> **What to do**:
Put the material below, from the line with "Target: dark green tree" through the end, into a two-column CSV headed entry and answer: one row per entry with its text and its points, each field quoted and line breaks turned into spaces. Leave out the pictures.

Named-object pointing material:
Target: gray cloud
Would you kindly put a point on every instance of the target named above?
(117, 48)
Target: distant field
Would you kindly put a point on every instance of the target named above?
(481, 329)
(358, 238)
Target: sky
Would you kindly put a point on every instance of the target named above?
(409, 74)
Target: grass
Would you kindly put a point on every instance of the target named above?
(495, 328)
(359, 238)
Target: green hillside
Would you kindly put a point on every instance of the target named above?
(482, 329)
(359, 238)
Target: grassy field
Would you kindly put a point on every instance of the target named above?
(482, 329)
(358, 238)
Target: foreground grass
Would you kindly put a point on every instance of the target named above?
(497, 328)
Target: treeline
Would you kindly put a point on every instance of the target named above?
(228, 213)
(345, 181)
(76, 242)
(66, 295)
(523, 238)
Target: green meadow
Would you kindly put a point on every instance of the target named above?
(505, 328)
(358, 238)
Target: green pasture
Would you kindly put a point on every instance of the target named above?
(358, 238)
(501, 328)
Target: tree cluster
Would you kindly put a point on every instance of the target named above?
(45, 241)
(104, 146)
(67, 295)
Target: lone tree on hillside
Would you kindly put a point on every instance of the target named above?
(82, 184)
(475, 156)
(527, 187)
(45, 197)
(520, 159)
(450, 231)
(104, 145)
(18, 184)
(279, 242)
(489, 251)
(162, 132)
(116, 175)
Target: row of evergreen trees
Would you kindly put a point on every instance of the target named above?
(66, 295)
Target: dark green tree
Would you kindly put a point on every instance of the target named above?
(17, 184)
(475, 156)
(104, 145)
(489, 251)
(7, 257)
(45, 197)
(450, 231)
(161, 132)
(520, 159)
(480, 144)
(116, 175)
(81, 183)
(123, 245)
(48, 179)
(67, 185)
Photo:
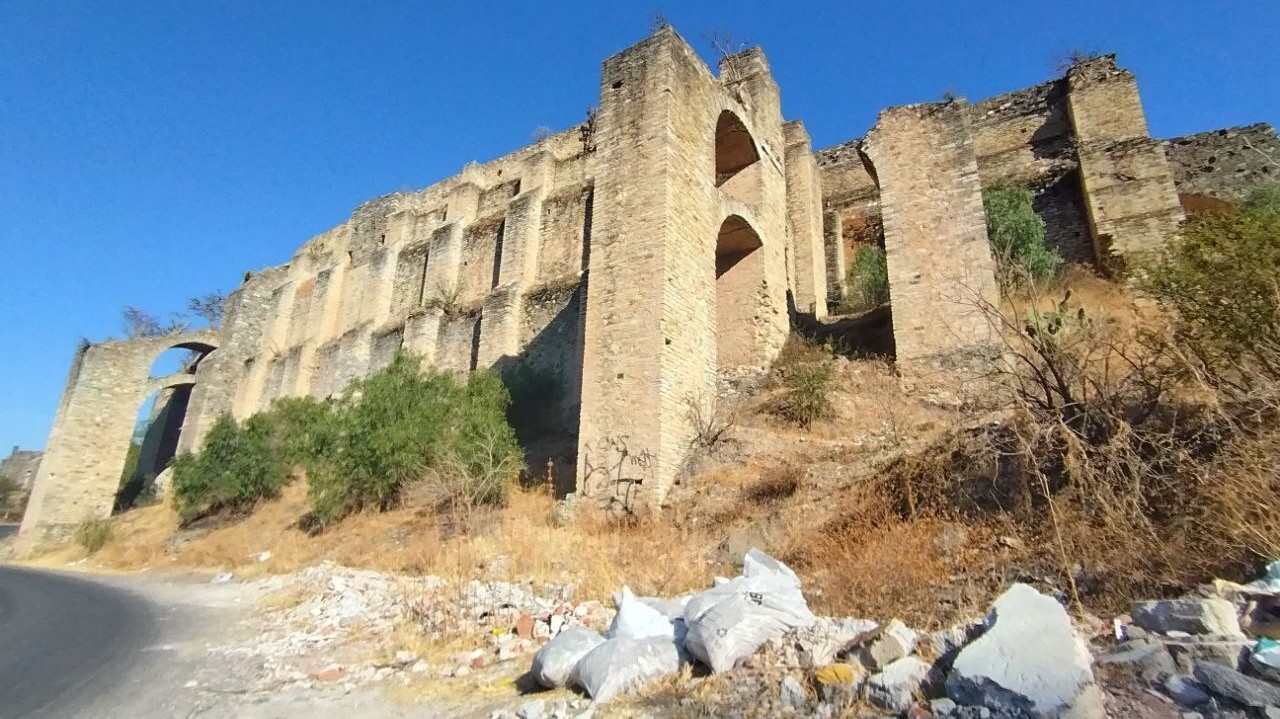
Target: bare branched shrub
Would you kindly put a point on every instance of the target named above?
(711, 422)
(480, 477)
(1064, 63)
(92, 535)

> **Complete response**:
entry,answer
"Target: dark green tree Would you kindly put a point on every instance of the target named above?","(17, 184) (475, 156) (104, 145) (489, 251) (7, 257) (45, 197) (450, 231) (161, 132) (520, 159) (480, 144) (116, 175) (81, 183) (123, 245) (48, 179) (67, 185)"
"Photo: Target: bare branched shrub Would you kindly put a point on every instance of the target named above?","(711, 422) (480, 477) (1064, 63) (92, 535)"